Consignes:
**1)** Indiquez si chacune des affirmations suivantes concorde avec l'article sur le drame à l'ESIB, en répondant par oui ou par non et en citant mot pour mot les termes de l'article qui tranchent. (a) L'explosion s'est produite un mardi à 9h50. (b) David Ajaltouni avait 20 ans. (c) D'après ses camarades, David a apporté la grenade en classe.
**2)** Recopiez sans rien changer le passage de l'article sur le drame à l'ESIB qui va de « Mardi 11 avril, 9h50: une » à « et Clara Khoueiry. ».
**3)** Dans l'article sur le drame à l'ESIB, combien de personnes l'explosion a-t-elle blessées ?

----- Texte source

DRAME À L’ESIB
INSOUCIANCE JUVÉNILE OU ATTENTAT PRÉMÉDITÉ?

Mardi 11 avril, 9h50: une grenade explose en classe de première année de Génie à l’ESIB, faisant un mort, David Ajaltouni
et six blessés: Hani Obeid, Alain Khalifé, Carla Doumit, Darine Bejjani, Chadi Naufal et Clara Khoueiry.

Encore des jeunes qui paient le prix de la violence, de la négligence ou de l’inconscience? Cela est, peut-être, égal pour les parents de David qui les quitte trop tôt, à l’âge de 19 ans et pour les parents des blessés encore sous le choc. Mais les “copains” eux sont révoltés: “Qu’on n’aille surtout pas raconter que David a apporté la grenade en classe. Ce serait archi-faux. David l’a trouvée emballée dans du papier cadeau et déposée dans un “mug” sur l’un des pupitres. Nous l’avons tous vue, cette grenade; nous sommes dans sa classe et assis près de lui. David n’est ni un terroriste, ni un détraqué mental, comme on a voulu nous le faire dire; il n’est pas non plus amoureux et n’a pas voulu se suicider par dépit”.

----------
----- Extrait de données

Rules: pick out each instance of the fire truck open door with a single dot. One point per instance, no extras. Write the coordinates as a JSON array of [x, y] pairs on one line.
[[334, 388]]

----------

Réponses:
**1)**
(a) Oui : « Mardi 11 avril, 9h50: une grenade explose ».
(b) Non : « à l’âge de 19 ans ».
(c) Non : « Qu’on n’aille surtout pas raconter que David a apporté la grenade en classe. Ce serait archi-faux. »

**2)**
Mardi 11 avril, 9h50: une grenade explose en classe de première année de Génie à l’ESIB, faisant un mort, David Ajaltouni
et six blessés: Hani Obeid, Alain Khalifé, Carla Doumit, Darine Bejjani, Chadi Naufal et Clara Khoueiry.

**3)** L'explosion a fait six blessés.